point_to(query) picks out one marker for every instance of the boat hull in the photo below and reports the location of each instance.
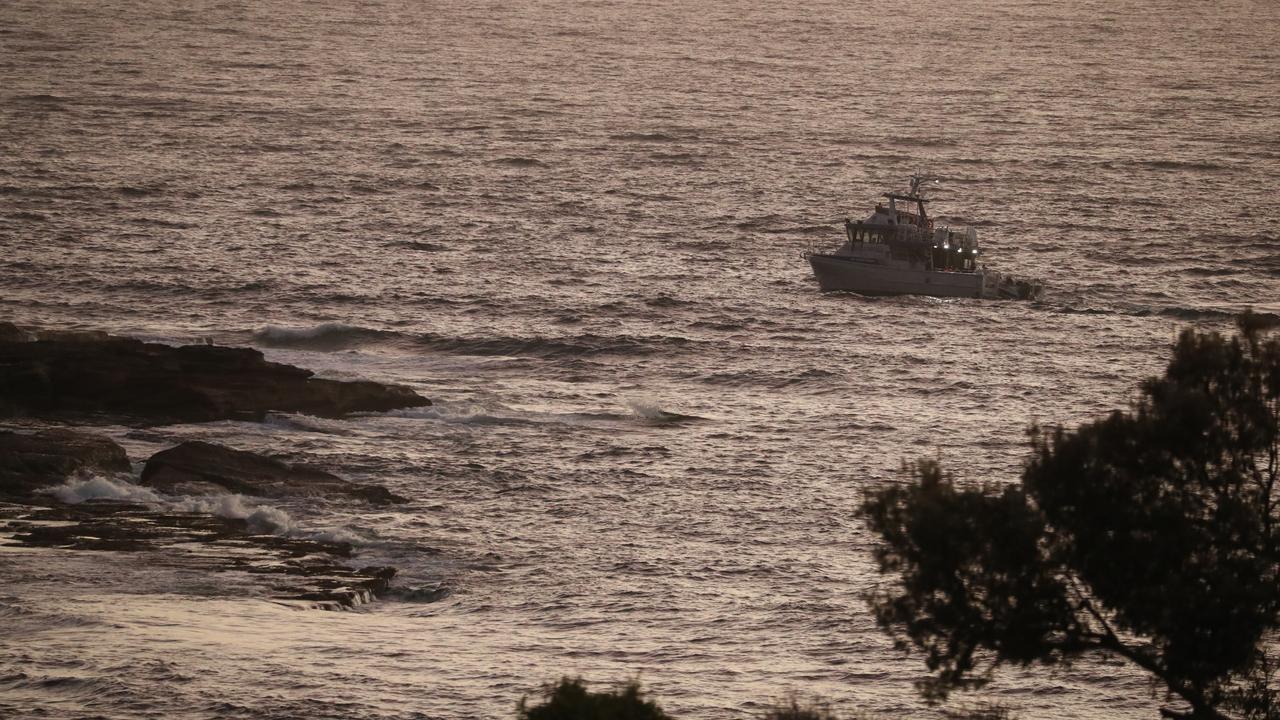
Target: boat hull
(836, 272)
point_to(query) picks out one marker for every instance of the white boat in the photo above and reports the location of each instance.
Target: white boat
(899, 250)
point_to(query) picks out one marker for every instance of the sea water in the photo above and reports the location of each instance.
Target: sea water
(577, 228)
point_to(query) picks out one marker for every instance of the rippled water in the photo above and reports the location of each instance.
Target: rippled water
(576, 226)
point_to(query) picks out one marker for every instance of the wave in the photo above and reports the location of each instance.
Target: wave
(652, 413)
(1180, 165)
(519, 162)
(328, 336)
(339, 336)
(260, 518)
(644, 137)
(1188, 314)
(99, 487)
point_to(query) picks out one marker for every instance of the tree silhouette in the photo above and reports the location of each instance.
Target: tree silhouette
(1150, 534)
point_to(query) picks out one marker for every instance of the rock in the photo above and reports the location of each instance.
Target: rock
(196, 466)
(48, 458)
(304, 573)
(90, 376)
(10, 332)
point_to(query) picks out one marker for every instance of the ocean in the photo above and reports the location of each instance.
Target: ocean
(577, 227)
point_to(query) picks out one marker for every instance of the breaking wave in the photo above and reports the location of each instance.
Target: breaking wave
(328, 336)
(338, 336)
(260, 518)
(99, 487)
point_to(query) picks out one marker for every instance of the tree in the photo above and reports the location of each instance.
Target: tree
(1151, 534)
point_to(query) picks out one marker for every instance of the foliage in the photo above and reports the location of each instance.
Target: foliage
(1150, 534)
(570, 700)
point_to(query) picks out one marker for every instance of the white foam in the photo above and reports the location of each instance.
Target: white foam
(99, 487)
(284, 336)
(260, 518)
(647, 409)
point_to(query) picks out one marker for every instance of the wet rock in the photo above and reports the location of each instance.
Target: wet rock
(304, 573)
(48, 458)
(97, 377)
(201, 468)
(10, 332)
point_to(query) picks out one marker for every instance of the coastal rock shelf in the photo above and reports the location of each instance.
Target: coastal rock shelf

****

* EXERCISE AIM
Reproduce nothing but the lines from the line containing "of the wave" to the last line of the data, each exactly as written.

* SOLVED EXERCISE
point_to(query) picks out one marker for every instance of the wave in the photo above and reports the location of each instance.
Target: wave
(652, 413)
(1180, 165)
(519, 162)
(328, 336)
(339, 336)
(260, 518)
(644, 137)
(1188, 314)
(99, 487)
point_to(query) picks out one marker for every instance of the tree silhouette in the photo above and reports the location of each instance.
Target: tree silhouette
(1150, 534)
point_to(query) picks out one marker for every instance of the rock in the photo above and reports the location of each instance.
Target: rock
(196, 466)
(48, 458)
(304, 573)
(90, 376)
(10, 332)
point_to(query) picks out one marker for every instance of the ocean in the photo above and reports the location of each instance.
Target: ocean
(577, 227)
point_to(query) picks out one marker for every instance of the breaking wave in the photo above and reports the location of each instance.
Target: breaking wave
(328, 336)
(338, 336)
(260, 518)
(99, 487)
point_to(query) picks out one marker for every instance of the tree in the photo above and reports the location of each instance.
Target: tree
(1151, 534)
point_to(query) picks out one marker for every instance of the foliage in the photo above and reports the location of each instance.
Target: foliage
(1150, 534)
(570, 700)
point_to(query) picks out one marker for every instance of the white foam in the photo above and reports the location of each instance.
Target: white foam
(99, 487)
(284, 336)
(260, 518)
(647, 409)
point_to(query) picks out one marker for every instance of the wet rock in the photo above and reports the location of each instance.
Target: wet rock
(304, 573)
(48, 458)
(97, 377)
(201, 468)
(10, 332)
point_to(query) picks out one marker for every instance of the coastal rock shelf in the photo above and reports the location of each instance.
Target: coastal rock shelf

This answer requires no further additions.